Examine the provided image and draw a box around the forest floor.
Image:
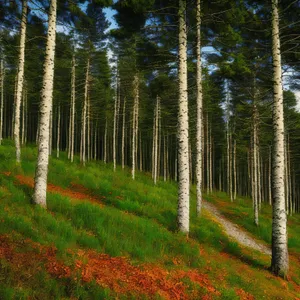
[0,140,299,299]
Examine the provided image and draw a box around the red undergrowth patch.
[235,288,255,300]
[13,174,104,206]
[0,235,219,299]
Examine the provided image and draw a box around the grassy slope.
[0,140,299,299]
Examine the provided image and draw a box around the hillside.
[0,140,299,299]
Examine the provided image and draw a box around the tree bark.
[271,0,289,278]
[81,57,90,166]
[196,0,203,215]
[0,58,4,145]
[121,98,126,169]
[56,105,60,158]
[132,74,139,180]
[177,0,190,233]
[14,0,27,163]
[33,0,57,207]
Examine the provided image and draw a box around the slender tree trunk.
[210,136,213,192]
[104,118,107,163]
[253,103,259,226]
[87,94,90,161]
[177,0,190,233]
[233,139,237,200]
[121,98,126,169]
[196,0,203,215]
[69,54,76,161]
[14,0,27,163]
[21,84,26,145]
[0,59,4,145]
[269,146,272,205]
[56,105,60,158]
[139,131,142,171]
[33,0,57,207]
[132,75,139,180]
[164,135,167,181]
[271,0,289,278]
[70,55,76,163]
[206,113,209,195]
[49,107,52,156]
[113,75,118,171]
[81,57,90,166]
[94,123,98,160]
[153,96,159,184]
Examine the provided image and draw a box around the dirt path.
[203,201,271,256]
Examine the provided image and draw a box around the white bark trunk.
[14,0,27,163]
[196,0,203,215]
[253,104,259,225]
[33,0,57,207]
[113,75,118,171]
[49,107,52,156]
[81,57,90,166]
[177,0,190,233]
[271,0,289,278]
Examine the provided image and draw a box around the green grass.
[0,140,299,299]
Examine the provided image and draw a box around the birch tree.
[271,0,289,278]
[33,0,57,207]
[177,0,190,233]
[14,0,27,163]
[196,0,203,215]
[132,74,139,180]
[0,58,4,145]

* Exercise aim *
Without including the pictures, return each record above exactly as it stands.

* Response to this task *
Examine the provided image and draw a box around the forest floor.
Image:
[0,140,299,299]
Examine the provided image and draw a box around the red undergrowth patch.
[235,288,255,300]
[13,174,104,206]
[0,235,219,299]
Examine the provided image and draw a box around the grassy slope.
[0,140,299,299]
Examine the provided image and draw a box around the hillside.
[0,140,299,299]
Examine the provided image and draw a box around the tree bark.
[271,0,289,278]
[81,57,90,166]
[196,0,203,215]
[0,58,4,145]
[121,98,126,169]
[56,105,60,158]
[132,74,139,180]
[177,0,190,233]
[14,0,27,163]
[33,0,57,207]
Examine the provided image and draw a box around the slender tree trunk.
[210,136,213,192]
[104,118,107,163]
[253,103,259,226]
[87,94,90,161]
[177,0,190,233]
[233,139,237,200]
[121,98,126,169]
[196,0,203,215]
[69,54,76,161]
[14,0,27,163]
[21,84,26,145]
[0,59,4,145]
[269,146,272,205]
[56,105,60,158]
[139,131,142,171]
[33,0,57,207]
[132,75,139,180]
[164,135,167,181]
[271,0,289,278]
[70,55,76,163]
[206,113,209,195]
[49,107,52,156]
[113,75,118,171]
[81,57,90,166]
[94,123,98,160]
[153,96,159,184]
Examine the provided image and draw a box around the dirt path.
[203,201,271,256]
Examine the provided image and draw a box around the white bark trunk.
[14,0,27,163]
[196,0,203,215]
[253,104,259,225]
[33,0,57,207]
[113,75,118,171]
[49,107,52,156]
[81,57,90,166]
[177,0,190,233]
[271,0,289,278]
Examine the provided image and draw a box around the green grass.
[0,140,299,299]
Examine the provided image and draw a box around the birch tree.
[271,0,289,278]
[33,0,57,207]
[177,0,190,233]
[14,0,27,163]
[196,0,203,215]
[132,74,139,180]
[0,58,4,145]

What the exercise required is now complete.